(PROBLEM A):
From the news article on Iowa's cannabidiol bill below, extract the passage from "Iowa would join" up to and including "group NORML said.".
(PROBLEM B):
Write the next part of the news article below about Iowa's cannabidiol bill, beginning after its final sentence.

(SOURCE PASSAGE):
DES MOINES, Iowa (Reuters) - Iowa lawmakers on Thursday approved a bill that would legalize possession of a liquid, non-intoxicating form of marijuana as a treatment for severe epilepsy, sending it to Governor Terry Branstad.
Iowa would join five other states with similar measures including Wisconsin and Mississippi if the Republican governor signs the bill into law, the Washington-based pro-marijuana group NORML said.
The bill is “largely symbolic” because it provides no legal, in-state source for Iowa residents to obtain the substance known as cannabidiol, NORML deputy director Paul Armentano said.
Branstad has said he would consider signing the bill approved with bipartisan support by state representatives early Thursday. The Senate, which had passed a previous version, approved the House changes.
A group of parents who have epileptic children lobbied Iowa lawmakers on the issue and about 100 patients with intractable epilepsy will be able to get a neurologist’s recommendation for cannabidiol if the bill becomes law, lawmakers said.

(Dataset entries)
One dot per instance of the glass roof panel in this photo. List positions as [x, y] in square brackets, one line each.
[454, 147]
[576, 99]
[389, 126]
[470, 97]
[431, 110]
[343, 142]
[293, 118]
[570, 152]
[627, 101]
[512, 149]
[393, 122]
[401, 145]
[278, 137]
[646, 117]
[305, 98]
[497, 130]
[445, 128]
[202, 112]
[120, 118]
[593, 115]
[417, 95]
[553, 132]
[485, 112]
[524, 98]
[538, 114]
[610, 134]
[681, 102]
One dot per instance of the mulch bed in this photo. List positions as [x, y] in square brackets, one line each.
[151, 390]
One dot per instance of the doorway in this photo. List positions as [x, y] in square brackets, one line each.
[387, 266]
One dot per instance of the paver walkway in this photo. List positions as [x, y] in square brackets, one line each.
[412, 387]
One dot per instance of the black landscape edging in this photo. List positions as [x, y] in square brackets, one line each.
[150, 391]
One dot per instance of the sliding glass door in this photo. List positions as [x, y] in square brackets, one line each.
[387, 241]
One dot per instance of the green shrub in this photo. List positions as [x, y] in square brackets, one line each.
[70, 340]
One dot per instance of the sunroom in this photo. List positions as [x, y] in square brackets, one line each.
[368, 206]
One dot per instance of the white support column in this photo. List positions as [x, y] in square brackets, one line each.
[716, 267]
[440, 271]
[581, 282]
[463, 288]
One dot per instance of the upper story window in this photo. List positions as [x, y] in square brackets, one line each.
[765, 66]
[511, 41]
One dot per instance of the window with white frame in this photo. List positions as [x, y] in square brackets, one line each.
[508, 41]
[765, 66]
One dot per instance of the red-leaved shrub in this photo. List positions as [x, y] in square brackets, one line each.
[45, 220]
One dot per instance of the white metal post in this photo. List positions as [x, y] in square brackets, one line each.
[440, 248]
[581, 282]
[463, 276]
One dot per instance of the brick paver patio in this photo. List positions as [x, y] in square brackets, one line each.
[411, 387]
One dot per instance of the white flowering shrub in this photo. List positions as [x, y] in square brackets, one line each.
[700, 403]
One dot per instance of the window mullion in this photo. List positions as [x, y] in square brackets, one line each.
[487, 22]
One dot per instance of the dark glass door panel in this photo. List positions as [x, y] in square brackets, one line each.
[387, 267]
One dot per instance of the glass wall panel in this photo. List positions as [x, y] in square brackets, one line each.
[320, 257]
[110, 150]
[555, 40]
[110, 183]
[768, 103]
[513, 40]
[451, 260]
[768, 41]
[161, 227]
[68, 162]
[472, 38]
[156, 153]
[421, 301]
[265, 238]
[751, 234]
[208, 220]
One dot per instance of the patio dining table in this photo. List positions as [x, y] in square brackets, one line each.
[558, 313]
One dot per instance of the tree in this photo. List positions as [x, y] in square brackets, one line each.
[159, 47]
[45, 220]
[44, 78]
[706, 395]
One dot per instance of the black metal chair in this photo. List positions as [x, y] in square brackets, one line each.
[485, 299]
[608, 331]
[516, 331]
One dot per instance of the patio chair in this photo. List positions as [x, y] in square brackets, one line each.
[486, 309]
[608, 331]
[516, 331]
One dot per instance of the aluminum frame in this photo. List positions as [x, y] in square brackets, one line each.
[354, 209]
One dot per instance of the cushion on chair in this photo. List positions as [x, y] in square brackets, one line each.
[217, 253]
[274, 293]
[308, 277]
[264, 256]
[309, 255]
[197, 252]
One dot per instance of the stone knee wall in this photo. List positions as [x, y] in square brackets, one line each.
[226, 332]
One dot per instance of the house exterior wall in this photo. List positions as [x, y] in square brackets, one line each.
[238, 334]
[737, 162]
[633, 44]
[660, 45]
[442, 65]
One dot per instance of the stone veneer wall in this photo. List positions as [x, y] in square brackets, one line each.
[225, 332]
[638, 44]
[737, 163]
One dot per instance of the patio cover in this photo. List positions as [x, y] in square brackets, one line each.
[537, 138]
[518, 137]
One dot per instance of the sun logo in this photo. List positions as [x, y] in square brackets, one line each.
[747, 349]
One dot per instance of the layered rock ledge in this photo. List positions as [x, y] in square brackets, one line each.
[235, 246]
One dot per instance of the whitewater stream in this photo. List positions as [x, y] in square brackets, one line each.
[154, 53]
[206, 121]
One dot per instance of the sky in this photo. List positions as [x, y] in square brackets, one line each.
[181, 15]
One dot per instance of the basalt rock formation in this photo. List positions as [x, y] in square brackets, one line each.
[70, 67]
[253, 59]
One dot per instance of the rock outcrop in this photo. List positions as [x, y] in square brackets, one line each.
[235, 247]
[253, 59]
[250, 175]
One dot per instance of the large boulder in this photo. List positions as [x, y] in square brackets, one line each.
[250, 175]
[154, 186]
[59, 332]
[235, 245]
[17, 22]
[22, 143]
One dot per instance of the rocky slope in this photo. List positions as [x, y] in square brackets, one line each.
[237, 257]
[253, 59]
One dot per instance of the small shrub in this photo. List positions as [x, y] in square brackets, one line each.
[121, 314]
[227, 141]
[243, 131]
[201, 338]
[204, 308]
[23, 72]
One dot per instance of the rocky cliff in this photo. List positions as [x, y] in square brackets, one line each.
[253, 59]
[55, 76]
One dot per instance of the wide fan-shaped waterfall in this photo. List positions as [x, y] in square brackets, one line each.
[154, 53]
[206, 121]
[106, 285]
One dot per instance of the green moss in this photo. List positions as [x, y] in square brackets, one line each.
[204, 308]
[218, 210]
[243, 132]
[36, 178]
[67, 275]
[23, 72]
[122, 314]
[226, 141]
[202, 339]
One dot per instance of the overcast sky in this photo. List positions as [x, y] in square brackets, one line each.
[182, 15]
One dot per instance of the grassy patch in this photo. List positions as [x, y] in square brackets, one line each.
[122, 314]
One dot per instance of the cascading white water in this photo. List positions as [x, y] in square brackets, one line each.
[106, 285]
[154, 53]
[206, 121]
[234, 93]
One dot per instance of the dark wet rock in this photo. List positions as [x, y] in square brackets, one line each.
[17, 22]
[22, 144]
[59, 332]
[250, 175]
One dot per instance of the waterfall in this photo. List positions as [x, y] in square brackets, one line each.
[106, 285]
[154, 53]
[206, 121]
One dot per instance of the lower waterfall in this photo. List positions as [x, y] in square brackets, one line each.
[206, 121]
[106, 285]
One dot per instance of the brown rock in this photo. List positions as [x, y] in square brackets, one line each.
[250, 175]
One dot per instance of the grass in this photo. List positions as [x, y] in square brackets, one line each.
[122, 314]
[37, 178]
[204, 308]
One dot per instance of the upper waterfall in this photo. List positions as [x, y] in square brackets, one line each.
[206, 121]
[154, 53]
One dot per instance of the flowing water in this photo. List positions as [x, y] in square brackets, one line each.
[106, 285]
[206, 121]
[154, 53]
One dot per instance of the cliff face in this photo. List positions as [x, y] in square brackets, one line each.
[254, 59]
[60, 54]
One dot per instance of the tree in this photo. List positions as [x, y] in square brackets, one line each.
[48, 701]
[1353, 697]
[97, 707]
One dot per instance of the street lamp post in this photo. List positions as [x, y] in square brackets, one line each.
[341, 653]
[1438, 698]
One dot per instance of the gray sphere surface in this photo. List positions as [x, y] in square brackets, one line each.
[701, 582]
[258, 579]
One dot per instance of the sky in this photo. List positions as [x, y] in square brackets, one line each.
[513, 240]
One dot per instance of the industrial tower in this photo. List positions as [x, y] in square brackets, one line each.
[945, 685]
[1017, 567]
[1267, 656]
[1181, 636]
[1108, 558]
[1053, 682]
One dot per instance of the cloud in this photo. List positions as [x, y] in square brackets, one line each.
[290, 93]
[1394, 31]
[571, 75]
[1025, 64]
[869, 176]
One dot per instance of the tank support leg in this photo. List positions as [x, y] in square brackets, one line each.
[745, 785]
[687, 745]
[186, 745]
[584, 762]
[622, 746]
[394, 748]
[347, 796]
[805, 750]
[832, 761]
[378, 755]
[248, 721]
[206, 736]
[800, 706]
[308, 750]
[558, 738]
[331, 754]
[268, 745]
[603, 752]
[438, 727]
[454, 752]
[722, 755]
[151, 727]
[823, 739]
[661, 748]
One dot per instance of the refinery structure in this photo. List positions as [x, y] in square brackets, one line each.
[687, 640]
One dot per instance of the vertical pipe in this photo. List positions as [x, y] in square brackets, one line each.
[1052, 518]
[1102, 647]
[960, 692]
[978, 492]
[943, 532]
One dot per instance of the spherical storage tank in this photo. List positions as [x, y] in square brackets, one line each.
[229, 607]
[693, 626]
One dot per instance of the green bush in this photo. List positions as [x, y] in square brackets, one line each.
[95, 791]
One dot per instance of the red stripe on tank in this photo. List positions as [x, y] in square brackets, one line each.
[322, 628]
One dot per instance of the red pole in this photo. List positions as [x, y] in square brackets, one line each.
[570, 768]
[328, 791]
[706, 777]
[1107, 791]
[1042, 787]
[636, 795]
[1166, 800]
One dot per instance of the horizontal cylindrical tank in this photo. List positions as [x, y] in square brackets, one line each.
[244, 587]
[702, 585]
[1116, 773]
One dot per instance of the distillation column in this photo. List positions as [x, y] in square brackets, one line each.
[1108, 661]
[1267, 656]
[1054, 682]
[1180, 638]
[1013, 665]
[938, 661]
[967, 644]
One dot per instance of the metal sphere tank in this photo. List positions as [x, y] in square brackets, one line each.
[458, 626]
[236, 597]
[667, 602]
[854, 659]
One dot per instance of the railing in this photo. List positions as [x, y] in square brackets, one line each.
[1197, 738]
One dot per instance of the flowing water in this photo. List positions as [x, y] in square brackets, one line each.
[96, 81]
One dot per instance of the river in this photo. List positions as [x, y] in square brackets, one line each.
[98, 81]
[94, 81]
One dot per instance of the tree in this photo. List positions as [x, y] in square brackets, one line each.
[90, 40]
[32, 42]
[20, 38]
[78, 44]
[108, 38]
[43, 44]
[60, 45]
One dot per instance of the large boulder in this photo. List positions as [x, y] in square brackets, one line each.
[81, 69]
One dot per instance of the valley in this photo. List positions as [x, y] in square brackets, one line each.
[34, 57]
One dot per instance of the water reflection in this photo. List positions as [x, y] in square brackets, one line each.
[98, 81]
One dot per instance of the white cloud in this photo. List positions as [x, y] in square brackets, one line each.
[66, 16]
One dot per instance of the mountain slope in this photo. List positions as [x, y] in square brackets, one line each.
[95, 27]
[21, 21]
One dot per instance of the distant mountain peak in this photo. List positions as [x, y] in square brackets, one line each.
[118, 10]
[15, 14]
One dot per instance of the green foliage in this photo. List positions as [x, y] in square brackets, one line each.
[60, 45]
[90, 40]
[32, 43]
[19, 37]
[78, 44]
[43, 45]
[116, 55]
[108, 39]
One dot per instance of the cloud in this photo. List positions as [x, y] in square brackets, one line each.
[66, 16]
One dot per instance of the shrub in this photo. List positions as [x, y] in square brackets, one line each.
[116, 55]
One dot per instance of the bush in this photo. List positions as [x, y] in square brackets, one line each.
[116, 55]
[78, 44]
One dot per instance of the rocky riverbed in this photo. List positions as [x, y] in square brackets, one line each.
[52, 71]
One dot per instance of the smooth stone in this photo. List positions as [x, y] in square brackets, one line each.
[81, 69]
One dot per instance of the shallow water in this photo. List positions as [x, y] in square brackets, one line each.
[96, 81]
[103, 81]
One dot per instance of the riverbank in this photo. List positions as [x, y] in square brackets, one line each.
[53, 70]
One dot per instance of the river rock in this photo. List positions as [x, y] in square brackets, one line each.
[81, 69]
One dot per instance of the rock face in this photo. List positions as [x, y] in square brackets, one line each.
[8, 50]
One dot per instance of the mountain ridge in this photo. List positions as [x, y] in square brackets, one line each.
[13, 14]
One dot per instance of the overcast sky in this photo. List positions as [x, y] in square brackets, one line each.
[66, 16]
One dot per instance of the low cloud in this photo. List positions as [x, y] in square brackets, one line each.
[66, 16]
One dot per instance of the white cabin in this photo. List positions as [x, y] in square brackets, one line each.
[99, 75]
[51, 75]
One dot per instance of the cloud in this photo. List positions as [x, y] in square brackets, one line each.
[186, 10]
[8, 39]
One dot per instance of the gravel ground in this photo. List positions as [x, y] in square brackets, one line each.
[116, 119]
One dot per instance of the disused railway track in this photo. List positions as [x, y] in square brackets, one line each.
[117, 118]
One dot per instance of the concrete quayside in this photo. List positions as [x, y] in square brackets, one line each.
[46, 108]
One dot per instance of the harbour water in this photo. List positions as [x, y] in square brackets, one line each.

(EXPECTED OUTPUT A):
Iowa would join five other states with similar measures including Wisconsin and Mississippi if the Republican governor signs the bill into law, the Washington-based pro-marijuana group NORML said.

(EXPECTED OUTPUT B):
“What we’re offering today is hope for these families,” said state Representative Bob Kressig, a Democrat.
Armentano said residents of Iowa would have to obtain the oil from a state where marijuana is legal, and break federal law to carry it across state lines.
“The law unfortunately will fail to provide either adequate access or adequate relief to the very patient population it is intended to serve,” Armentano said.
NORML does not count states that only allow possession of the cannabis oil as among the 21 states plus the District of Columbia that have legalized medical marijuana.